§ **EXERCISE DETAILS**
Keeping every word in place, write out the entries that come next.

§ **INPUT**

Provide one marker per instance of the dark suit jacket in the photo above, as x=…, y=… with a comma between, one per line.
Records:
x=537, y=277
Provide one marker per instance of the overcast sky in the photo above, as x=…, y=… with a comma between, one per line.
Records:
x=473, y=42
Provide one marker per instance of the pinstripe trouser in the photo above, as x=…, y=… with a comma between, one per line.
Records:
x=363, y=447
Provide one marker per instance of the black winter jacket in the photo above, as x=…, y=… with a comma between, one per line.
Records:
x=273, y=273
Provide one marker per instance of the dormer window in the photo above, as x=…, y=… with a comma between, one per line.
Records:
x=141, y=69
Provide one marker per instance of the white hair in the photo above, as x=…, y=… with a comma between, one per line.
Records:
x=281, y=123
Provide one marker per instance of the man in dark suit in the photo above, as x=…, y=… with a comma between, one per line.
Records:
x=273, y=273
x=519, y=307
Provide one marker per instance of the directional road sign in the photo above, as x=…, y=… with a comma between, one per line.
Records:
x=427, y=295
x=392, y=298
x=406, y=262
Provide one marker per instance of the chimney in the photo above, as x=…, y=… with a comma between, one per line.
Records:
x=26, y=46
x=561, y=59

§ **COMPLETED TASK**
Provide one marker per instance of the dark suit jacket in the photo above, as x=…, y=… with a comma between, one per line.
Records:
x=537, y=277
Provide one marker per instance of the overcast sky in the photo above, as x=…, y=… with a comma between, one per line.
Records:
x=473, y=42
Provide one marker per instance of the pinstripe trouser in the photo above, as x=…, y=… with a comma between, one per line.
Records:
x=363, y=447
Provide one marker per instance of the black winter jacket in the photo above, as x=…, y=… with a comma between, one per line.
Records:
x=273, y=273
Provide one marker per instance of the dormer window in the photo above, as x=…, y=… with a comma between, one per line.
Records:
x=141, y=69
Provide one marker per instance of the white hair in the photo above, as x=…, y=… with a comma between, one per line.
Records:
x=281, y=123
Provide one marker per instance of the man in dark suit in the photo above, as x=…, y=… with a comma between, one per line.
Records:
x=273, y=273
x=519, y=307
Provide one marker per instance of the directional road sign in the photo above, as x=…, y=… with a comma between, one per line.
Records:
x=427, y=295
x=392, y=298
x=406, y=262
Provide one marker per instance of the chimney in the photo above, as x=…, y=… with a comma between, one per line.
Records:
x=26, y=46
x=561, y=59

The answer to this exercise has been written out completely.